- Records supplied:
┏━━

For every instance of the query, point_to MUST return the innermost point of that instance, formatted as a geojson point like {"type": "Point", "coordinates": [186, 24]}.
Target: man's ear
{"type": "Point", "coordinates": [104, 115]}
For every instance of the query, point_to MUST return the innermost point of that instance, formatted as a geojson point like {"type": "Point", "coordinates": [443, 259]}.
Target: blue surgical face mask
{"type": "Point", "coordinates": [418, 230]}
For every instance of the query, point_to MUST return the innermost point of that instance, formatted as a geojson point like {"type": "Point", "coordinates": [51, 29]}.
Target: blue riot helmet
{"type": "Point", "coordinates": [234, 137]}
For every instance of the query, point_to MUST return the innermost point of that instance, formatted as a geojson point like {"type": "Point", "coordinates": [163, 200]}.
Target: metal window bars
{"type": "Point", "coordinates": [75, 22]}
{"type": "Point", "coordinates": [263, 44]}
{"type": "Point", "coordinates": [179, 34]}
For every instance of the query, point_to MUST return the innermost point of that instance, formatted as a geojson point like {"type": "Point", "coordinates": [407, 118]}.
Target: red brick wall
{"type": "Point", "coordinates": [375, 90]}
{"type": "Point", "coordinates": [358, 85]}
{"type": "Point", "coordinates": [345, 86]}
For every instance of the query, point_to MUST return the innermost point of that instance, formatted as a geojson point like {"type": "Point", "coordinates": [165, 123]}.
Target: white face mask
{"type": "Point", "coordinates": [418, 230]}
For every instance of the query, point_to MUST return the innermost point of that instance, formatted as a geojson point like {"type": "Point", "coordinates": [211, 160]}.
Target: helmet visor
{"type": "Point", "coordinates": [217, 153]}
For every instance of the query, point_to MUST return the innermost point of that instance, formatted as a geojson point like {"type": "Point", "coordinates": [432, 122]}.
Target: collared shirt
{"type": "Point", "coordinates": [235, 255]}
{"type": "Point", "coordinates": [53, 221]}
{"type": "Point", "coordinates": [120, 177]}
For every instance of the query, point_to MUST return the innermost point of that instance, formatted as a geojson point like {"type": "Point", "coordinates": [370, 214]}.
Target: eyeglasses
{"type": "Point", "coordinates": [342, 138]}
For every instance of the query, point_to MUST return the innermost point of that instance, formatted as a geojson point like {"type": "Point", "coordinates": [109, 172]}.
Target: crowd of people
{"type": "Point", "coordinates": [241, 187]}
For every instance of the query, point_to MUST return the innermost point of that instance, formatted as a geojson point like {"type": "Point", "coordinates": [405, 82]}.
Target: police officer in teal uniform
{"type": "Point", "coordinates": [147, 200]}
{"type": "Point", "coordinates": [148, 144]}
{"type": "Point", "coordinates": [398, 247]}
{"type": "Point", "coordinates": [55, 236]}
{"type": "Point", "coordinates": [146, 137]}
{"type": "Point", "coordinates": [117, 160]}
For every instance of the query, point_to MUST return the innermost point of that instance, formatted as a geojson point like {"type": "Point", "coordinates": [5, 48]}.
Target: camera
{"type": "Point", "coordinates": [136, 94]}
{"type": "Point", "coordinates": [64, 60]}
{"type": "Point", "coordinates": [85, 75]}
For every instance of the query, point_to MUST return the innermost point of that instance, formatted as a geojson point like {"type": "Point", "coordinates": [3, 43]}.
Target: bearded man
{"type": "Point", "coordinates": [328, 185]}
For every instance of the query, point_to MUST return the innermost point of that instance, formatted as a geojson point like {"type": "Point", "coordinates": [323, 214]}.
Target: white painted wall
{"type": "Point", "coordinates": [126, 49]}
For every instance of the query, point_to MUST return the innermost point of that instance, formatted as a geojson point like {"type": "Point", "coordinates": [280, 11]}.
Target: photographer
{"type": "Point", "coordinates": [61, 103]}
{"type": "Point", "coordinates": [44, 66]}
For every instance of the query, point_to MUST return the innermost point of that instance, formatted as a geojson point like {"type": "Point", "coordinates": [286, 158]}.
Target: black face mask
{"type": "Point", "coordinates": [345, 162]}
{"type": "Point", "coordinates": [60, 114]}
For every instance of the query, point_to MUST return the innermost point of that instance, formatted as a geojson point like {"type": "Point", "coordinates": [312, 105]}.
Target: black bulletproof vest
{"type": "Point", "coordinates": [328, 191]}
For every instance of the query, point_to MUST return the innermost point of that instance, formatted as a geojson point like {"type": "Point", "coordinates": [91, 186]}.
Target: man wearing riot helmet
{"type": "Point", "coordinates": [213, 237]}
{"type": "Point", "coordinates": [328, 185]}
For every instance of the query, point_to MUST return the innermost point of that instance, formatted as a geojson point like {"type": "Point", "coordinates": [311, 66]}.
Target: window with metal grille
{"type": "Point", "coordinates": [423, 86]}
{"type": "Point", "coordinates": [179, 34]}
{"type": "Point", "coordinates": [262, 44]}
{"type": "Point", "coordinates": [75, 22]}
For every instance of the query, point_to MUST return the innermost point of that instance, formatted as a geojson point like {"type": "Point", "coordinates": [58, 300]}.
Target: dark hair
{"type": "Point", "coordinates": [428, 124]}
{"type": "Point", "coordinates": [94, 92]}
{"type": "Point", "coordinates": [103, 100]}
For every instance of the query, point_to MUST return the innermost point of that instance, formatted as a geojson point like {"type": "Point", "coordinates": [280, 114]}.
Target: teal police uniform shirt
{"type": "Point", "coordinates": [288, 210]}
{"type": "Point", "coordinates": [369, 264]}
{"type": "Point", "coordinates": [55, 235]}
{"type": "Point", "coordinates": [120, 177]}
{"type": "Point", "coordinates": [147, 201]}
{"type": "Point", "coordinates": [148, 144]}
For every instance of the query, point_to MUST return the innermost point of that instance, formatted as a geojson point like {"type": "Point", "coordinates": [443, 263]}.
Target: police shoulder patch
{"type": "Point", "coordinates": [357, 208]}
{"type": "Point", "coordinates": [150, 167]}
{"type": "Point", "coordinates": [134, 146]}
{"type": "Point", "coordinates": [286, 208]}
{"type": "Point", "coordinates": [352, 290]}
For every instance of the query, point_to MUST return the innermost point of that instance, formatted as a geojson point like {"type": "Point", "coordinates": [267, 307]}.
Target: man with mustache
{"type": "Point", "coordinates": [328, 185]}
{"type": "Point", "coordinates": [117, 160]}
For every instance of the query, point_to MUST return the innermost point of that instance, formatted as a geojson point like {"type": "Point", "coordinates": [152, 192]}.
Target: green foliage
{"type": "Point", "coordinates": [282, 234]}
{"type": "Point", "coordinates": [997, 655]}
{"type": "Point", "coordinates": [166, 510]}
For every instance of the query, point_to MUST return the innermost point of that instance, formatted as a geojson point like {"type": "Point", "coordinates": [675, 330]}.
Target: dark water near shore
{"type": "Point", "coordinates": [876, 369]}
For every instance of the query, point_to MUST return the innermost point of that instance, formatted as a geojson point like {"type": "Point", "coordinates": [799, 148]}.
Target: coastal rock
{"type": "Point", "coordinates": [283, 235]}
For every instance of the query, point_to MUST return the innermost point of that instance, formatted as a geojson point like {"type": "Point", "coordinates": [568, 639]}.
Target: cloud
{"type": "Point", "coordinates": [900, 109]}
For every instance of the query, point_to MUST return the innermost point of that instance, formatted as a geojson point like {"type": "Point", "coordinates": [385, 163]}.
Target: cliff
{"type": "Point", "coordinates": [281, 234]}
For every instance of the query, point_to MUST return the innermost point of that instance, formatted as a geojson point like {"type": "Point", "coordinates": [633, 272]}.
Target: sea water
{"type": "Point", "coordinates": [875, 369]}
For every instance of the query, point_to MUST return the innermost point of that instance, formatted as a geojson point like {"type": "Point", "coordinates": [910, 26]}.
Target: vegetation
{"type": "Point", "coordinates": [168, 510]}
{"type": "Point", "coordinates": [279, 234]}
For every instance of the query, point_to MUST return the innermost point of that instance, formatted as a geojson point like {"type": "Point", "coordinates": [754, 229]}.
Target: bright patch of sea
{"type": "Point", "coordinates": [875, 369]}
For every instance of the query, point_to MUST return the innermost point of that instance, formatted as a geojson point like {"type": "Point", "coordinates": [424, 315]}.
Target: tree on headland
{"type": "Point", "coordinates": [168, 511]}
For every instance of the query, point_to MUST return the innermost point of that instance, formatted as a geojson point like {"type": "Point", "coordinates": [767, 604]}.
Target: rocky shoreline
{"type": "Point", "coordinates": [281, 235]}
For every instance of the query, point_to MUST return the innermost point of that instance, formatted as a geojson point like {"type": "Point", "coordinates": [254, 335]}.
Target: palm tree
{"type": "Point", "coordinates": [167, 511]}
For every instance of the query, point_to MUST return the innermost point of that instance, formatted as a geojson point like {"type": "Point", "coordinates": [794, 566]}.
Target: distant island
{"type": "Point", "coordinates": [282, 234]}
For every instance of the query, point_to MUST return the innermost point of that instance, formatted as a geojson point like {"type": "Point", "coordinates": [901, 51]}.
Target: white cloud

┗━━

- Your task:
Output the line containing "Target: tree on headland" and each line after it through the close of the entries, unchanged and with no other lines.

- Response to this exercise:
Target: tree on headland
{"type": "Point", "coordinates": [168, 511]}
For every instance of the query, point_to MUST return the innermost point of that instance, formatted as a geojson point like {"type": "Point", "coordinates": [767, 604]}.
Target: rocky shoreline
{"type": "Point", "coordinates": [281, 235]}
For every instance of the query, point_to MUST return the innermost point of that instance, formatted as a geojson point like {"type": "Point", "coordinates": [254, 335]}.
Target: palm tree
{"type": "Point", "coordinates": [167, 511]}
For every instance of the query, point_to MUST return the innermost point of that instance, formatted as a geojson point like {"type": "Point", "coordinates": [794, 566]}.
Target: distant island
{"type": "Point", "coordinates": [282, 234]}
For every instance of the query, point_to MUST return the innermost point of that instance, formatted as a geojson point like {"type": "Point", "coordinates": [901, 51]}.
Target: white cloud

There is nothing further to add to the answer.